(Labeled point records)
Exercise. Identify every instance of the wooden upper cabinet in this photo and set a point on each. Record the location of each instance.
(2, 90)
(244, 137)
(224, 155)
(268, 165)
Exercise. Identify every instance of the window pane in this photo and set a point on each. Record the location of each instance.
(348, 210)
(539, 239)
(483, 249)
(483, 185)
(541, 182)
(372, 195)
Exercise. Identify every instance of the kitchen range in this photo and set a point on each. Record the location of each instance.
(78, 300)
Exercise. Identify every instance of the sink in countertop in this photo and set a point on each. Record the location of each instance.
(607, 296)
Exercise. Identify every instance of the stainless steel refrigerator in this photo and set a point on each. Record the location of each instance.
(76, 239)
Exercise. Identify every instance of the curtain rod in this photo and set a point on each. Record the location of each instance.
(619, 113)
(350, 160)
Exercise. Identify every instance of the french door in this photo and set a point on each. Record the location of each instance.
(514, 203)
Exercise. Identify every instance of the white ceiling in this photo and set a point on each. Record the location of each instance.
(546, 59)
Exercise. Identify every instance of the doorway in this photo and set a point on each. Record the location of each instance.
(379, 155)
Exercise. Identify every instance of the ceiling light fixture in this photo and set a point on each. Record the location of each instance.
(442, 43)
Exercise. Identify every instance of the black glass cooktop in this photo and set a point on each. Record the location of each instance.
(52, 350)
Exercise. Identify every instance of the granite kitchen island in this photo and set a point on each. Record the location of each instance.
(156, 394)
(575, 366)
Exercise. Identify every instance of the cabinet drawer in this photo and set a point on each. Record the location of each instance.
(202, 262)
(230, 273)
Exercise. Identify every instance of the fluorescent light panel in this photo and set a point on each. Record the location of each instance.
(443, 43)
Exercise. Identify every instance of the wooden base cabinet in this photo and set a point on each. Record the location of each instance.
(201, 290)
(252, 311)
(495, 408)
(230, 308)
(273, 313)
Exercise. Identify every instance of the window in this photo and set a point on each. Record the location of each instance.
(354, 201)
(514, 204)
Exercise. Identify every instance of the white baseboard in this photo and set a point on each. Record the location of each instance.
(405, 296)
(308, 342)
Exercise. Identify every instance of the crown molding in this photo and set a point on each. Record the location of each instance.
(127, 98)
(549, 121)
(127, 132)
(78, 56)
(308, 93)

### Brief
Copy out word for word everything in the records from the line containing "Exercise. Identify every instance of the doorway" down to the end of the records, including both of those lines.

### Complete output
Exercise. Identify every instance of the doorway in this photo and set a point on each. Record the location of each instance.
(379, 155)
Exercise. Identify every instance of the ceiling light fixture in this photo and set a point on each. Record the location of each instance.
(442, 43)
Exercise. Identify every instance of the black glass cooktop in this photo and set a point on each. Record the location of each instance.
(52, 350)
Exercise. Identify every instance of the granite kitchen island in this photo and set a point on each. Record the location of each instance.
(156, 394)
(575, 366)
Exercise. Identify every instance of the cabinet drawer in this photo and set a point on each. Record the location of each instance.
(202, 262)
(230, 273)
Exercise. Identify every instance of the fluorescent light panel in this photo and set a point on each. Record the location of each instance.
(443, 43)
Exercise. Identify every instance of the wooden base cabinet in this photo and set a point on each. Record the location of each instance.
(201, 290)
(252, 311)
(495, 408)
(230, 308)
(273, 313)
Exercise. Identify every instance of the window in this photo and set a point on each. Record the location of each instance.
(354, 201)
(514, 204)
Exercise. Identify every instance of the white baseboard in this photo and set a point on each. Record the location of each instance.
(405, 296)
(308, 342)
Exercise. Identify every instance of the crown molding in this photo and set a point on each. Record the location of each instance.
(127, 98)
(549, 121)
(127, 132)
(78, 56)
(308, 93)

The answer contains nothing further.